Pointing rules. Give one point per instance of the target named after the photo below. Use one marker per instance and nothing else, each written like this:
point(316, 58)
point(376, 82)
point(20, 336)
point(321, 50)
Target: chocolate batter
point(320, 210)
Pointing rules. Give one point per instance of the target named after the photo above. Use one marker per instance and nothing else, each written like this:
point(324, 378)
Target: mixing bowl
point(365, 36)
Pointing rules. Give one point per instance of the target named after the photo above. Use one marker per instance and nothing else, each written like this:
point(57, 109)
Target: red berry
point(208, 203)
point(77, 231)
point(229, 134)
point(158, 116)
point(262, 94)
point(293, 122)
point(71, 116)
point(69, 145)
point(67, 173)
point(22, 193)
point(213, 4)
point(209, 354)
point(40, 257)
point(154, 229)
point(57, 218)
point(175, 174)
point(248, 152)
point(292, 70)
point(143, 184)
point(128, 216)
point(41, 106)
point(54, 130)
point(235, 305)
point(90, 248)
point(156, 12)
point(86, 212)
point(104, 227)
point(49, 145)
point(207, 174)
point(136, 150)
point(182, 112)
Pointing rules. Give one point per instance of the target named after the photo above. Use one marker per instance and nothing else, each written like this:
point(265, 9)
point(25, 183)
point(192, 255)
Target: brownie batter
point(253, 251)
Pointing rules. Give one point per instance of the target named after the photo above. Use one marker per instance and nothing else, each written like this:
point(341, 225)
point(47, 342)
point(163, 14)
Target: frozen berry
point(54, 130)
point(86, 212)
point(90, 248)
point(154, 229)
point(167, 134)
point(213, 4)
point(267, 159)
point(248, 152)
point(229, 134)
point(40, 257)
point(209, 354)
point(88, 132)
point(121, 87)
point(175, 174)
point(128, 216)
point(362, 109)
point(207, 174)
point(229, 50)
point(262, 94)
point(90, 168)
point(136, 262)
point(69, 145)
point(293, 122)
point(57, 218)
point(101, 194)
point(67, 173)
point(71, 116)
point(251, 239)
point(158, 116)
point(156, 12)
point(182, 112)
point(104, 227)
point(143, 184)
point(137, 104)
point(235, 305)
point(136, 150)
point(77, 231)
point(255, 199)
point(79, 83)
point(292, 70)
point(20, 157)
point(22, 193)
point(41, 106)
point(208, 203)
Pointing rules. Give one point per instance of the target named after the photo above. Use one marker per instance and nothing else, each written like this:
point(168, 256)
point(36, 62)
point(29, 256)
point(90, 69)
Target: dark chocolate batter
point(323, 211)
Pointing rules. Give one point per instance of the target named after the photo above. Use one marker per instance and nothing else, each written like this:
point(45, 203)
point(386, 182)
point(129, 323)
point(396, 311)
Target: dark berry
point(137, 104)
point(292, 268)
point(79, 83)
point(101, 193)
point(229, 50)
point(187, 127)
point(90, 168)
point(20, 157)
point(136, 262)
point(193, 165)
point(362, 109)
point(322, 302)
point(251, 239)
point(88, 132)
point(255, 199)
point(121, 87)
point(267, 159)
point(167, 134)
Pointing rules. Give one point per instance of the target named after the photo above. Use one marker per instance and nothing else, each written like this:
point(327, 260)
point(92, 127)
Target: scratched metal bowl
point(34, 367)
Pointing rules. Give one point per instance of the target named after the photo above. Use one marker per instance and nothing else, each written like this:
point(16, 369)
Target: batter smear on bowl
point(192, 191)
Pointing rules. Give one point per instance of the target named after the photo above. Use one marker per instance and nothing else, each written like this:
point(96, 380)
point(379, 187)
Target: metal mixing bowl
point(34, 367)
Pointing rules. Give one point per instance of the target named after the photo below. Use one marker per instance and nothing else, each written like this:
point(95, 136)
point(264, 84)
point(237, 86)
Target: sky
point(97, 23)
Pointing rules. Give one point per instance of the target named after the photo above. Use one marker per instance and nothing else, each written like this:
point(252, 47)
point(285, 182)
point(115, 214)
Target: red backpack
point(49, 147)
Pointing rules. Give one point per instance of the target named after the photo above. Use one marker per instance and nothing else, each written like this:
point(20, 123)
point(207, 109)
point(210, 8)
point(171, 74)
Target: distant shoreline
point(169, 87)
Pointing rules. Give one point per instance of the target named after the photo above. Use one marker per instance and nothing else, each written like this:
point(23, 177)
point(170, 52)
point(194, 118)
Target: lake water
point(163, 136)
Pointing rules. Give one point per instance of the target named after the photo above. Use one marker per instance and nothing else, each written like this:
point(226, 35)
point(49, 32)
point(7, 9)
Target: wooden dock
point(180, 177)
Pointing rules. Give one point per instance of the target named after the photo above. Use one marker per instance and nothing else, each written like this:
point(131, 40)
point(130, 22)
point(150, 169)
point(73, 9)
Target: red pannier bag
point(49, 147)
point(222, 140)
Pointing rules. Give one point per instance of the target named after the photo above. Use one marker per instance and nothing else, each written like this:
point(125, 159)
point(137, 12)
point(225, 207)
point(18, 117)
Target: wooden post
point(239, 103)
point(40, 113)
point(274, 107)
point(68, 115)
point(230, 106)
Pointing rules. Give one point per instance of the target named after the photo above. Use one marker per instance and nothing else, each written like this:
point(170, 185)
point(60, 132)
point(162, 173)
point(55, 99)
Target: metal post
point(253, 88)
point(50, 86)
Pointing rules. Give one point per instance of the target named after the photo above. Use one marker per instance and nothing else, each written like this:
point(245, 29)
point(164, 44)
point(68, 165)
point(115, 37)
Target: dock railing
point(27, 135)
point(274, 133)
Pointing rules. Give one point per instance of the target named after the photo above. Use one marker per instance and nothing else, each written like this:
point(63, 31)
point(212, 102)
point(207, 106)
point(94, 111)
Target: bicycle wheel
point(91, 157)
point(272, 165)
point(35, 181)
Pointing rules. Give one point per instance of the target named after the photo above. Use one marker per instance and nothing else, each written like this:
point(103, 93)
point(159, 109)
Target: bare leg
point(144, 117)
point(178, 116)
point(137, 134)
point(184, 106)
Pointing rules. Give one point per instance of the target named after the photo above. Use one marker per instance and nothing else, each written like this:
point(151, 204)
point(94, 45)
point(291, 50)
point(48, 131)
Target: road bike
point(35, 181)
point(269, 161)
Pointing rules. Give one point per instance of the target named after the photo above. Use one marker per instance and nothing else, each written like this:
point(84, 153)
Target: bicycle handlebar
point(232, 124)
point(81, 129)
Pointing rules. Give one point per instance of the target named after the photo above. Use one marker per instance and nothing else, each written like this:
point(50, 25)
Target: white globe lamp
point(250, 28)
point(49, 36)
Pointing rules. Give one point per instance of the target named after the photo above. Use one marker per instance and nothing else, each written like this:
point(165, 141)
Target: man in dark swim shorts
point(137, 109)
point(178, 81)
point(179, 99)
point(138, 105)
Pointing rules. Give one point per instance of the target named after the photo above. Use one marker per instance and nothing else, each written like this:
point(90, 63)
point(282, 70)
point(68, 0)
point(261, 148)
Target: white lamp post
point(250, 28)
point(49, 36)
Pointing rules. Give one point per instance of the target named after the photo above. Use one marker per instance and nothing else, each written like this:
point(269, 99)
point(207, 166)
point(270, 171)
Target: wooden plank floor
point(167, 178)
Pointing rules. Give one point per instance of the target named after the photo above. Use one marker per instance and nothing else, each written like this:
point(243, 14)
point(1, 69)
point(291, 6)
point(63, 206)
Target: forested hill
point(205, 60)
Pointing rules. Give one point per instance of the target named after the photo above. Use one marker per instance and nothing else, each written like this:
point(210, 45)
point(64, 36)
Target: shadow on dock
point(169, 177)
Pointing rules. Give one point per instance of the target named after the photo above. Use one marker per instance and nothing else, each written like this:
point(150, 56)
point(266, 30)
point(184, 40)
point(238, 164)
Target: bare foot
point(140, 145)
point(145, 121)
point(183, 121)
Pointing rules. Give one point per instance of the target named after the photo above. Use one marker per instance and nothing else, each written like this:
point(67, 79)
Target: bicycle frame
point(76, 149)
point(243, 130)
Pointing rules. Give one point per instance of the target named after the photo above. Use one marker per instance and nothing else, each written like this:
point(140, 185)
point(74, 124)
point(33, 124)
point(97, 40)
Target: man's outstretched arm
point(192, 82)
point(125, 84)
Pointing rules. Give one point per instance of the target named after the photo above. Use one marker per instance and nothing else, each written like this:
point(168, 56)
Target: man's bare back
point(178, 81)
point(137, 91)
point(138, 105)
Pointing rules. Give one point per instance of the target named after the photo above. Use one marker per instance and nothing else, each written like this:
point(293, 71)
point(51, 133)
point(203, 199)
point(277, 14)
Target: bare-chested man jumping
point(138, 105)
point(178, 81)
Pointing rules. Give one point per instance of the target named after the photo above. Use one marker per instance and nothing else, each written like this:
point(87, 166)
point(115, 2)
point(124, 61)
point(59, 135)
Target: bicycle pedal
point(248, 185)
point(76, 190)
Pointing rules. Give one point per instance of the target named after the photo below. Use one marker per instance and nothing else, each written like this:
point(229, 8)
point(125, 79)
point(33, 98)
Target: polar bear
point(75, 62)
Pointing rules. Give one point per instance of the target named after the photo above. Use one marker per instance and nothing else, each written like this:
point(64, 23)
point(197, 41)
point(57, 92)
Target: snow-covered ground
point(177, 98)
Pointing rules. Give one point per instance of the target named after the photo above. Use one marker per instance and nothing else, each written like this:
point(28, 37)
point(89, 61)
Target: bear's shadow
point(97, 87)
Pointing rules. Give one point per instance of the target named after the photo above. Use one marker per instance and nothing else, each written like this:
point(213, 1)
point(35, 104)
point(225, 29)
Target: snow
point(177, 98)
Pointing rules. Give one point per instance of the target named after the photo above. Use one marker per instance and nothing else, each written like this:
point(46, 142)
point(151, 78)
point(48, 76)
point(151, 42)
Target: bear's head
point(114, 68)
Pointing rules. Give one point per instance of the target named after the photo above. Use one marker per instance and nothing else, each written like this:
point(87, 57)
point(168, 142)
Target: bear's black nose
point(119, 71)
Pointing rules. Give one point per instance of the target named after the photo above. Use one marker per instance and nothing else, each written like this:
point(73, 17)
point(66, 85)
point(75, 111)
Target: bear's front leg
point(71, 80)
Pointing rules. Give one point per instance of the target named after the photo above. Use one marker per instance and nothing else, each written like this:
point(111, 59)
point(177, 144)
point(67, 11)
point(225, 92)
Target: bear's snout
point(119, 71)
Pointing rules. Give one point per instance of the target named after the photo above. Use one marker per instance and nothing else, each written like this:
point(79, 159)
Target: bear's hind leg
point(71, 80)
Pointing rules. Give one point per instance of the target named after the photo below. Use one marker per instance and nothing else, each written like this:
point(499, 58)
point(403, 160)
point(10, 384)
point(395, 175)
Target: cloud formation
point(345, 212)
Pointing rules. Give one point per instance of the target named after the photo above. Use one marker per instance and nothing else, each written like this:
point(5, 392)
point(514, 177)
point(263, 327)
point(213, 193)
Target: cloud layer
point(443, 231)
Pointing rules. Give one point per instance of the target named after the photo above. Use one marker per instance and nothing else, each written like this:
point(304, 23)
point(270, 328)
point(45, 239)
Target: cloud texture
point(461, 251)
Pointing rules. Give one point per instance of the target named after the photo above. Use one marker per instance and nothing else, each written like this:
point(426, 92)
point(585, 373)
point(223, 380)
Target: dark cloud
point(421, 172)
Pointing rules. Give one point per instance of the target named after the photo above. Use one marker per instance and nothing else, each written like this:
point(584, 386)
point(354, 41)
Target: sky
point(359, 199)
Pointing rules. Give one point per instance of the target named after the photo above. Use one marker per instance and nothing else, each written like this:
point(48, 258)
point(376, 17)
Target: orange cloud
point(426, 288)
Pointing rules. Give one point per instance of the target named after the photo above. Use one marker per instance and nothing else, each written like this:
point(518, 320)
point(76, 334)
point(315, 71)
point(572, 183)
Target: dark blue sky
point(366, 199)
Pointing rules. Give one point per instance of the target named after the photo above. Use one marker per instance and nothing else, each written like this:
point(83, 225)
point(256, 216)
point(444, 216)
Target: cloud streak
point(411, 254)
◆ ◆ ◆ ◆ ◆ ◆ ◆
▶ **Task to carry out**:
Exactly as written, repeat each line from the beginning of the data above to the line containing "point(57, 109)", inclusive.

▶ **Result below**:
Pointing rules. Give one point per instance of the target named after the photo below. Use one marker per instance and nothing else, each written like this:
point(316, 58)
point(376, 82)
point(20, 336)
point(321, 50)
Target: chocolate batter
point(320, 210)
Pointing rules. Give one point per instance of the target named after the photo above. Use one marker per instance and nothing else, each written like this:
point(324, 378)
Target: mixing bowl
point(365, 36)
Pointing rules. Give one point per instance of the target named after the photo above. Use one marker per instance and nothing else, each written like this:
point(57, 109)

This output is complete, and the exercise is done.